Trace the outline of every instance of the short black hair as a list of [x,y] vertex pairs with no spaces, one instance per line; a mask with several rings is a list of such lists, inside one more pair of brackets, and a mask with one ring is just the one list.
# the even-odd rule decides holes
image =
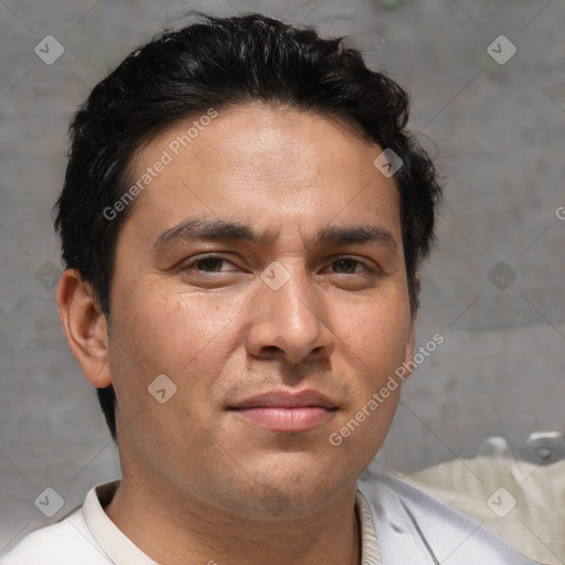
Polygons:
[[[135,152],[168,125],[210,108],[282,104],[337,118],[402,159],[394,178],[414,316],[418,266],[434,238],[441,189],[429,156],[406,130],[406,92],[386,74],[369,70],[343,38],[322,39],[313,28],[256,13],[199,17],[129,54],[75,114],[64,186],[55,204],[65,267],[92,285],[109,317],[116,241],[132,206],[111,218],[104,211],[130,185]],[[116,439],[113,386],[98,388],[98,397]]]

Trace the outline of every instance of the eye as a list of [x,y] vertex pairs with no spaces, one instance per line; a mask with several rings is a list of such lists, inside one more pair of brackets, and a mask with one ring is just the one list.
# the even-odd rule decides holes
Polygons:
[[332,273],[340,275],[355,275],[359,273],[358,267],[361,267],[365,271],[371,271],[363,263],[349,257],[342,257],[331,264]]
[[233,265],[232,262],[218,257],[216,255],[209,255],[206,257],[200,257],[199,259],[192,260],[182,267],[182,270],[188,273],[222,273],[230,269],[221,268],[223,265]]

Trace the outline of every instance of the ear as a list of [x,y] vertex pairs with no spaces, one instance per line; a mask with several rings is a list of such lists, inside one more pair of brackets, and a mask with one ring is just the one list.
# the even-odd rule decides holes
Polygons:
[[[411,332],[408,334],[408,341],[406,342],[406,352],[404,353],[404,366],[414,366],[414,347],[416,344],[416,329],[414,320],[411,324]],[[412,375],[413,369],[406,371],[406,376]]]
[[68,347],[89,383],[97,388],[111,384],[108,366],[108,327],[94,291],[78,271],[63,273],[57,307]]

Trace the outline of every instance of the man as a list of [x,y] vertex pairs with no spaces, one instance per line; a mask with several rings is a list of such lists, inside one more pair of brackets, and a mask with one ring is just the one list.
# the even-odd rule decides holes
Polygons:
[[407,117],[358,51],[256,14],[167,32],[94,88],[57,302],[122,478],[2,565],[533,563],[367,471],[440,196]]

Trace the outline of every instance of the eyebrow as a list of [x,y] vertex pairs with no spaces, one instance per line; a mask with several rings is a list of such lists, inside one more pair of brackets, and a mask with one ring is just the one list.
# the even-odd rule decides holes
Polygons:
[[[191,218],[162,232],[153,243],[153,250],[159,253],[167,247],[190,239],[267,244],[275,241],[277,235],[273,231],[256,233],[249,226],[238,222]],[[312,247],[340,244],[373,244],[388,247],[392,250],[397,249],[396,239],[388,230],[383,226],[367,224],[327,226],[313,237],[308,238],[306,244]]]

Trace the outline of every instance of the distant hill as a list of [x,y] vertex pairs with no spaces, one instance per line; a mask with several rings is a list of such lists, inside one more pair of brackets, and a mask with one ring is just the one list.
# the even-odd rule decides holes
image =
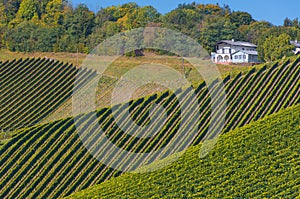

• • • • •

◆ STATED GOAL
Rescale the vertex coordinates in the polygon answers from the line containing "Trace the outline of every instance of the man" through the end of the material. Multiply each coordinate by 1.2 and round it to a whole number, with halves rounding up. Write every line in that span again, requests included. Change nothing else, and leave the pictures out.

◆ CORRECT ANSWER
Trace the outline of every instance of the man as a list of [x,y] vertex pairs with no spaces, one instance per line; a mask with several rings is a list of such lists, inside one more pair of brackets, and a mask with one ring is just the one list.
# the even-odd rule decides holes
Polygons:
[[488,140],[430,61],[307,17],[200,38],[113,106],[68,362],[146,574],[2,678],[640,676],[440,565],[528,235]]

Trace the outline of every instance of the eyebrow as a list of [x,y] vertex pairs with no spaces, one instance per line; a mask with several rings is a list of such lists, inside one more pair of brackets, and a mask with one ring is just the one list.
# the even-odd rule decides holes
Polygons:
[[[229,262],[194,278],[184,292],[184,300],[191,304],[200,296],[228,287],[320,293],[330,289],[332,282],[328,277],[307,280],[299,271],[286,266]],[[374,296],[408,293],[448,293],[466,296],[470,300],[476,299],[475,287],[466,276],[460,271],[440,269],[392,271],[376,284],[370,286],[367,293]]]

Trace the outline of every instance of the distant hill as a list of [x,y] vertex pairs with no spaces, one instance per line; a mask with several rings is a list of such lists, inside one more pair of brackets, and a mask with one ring is just the one list.
# the even-odd rule decides holes
image =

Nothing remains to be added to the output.